## [What to do]
Look for "Where can the brown" in the listing below, then copy exactly the line it appears in and all lines after it to the end, and nothing more.
::::
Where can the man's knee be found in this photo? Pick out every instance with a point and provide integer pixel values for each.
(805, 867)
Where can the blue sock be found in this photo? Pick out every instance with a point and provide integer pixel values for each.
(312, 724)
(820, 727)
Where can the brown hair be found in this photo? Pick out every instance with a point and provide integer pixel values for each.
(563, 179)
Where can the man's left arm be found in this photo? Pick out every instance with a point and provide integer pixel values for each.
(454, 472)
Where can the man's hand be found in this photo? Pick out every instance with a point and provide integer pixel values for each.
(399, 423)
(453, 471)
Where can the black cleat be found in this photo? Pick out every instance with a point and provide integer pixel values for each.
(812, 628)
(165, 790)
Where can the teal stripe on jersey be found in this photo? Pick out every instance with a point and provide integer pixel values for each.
::::
## [Exercise answer]
Where can the brown hair be found in this photo? Pick out every instance with a point and provide integer pixel values for each.
(563, 179)
Where can the man's left arm be found in this photo? Pick out every instance with a point and provide integer pixel values for each.
(454, 472)
Where can the man's hand be found in this photo? Pick out every instance with a point and provide integer pixel values for each.
(399, 423)
(453, 471)
Where can the black cleat be found in this photo? Pick out every instance with a point and provide integer pixel values for each.
(812, 628)
(165, 790)
Where can the teal stripe on jersey be found in this photo? Pick out every instance with a point and provide integer pixel values for each.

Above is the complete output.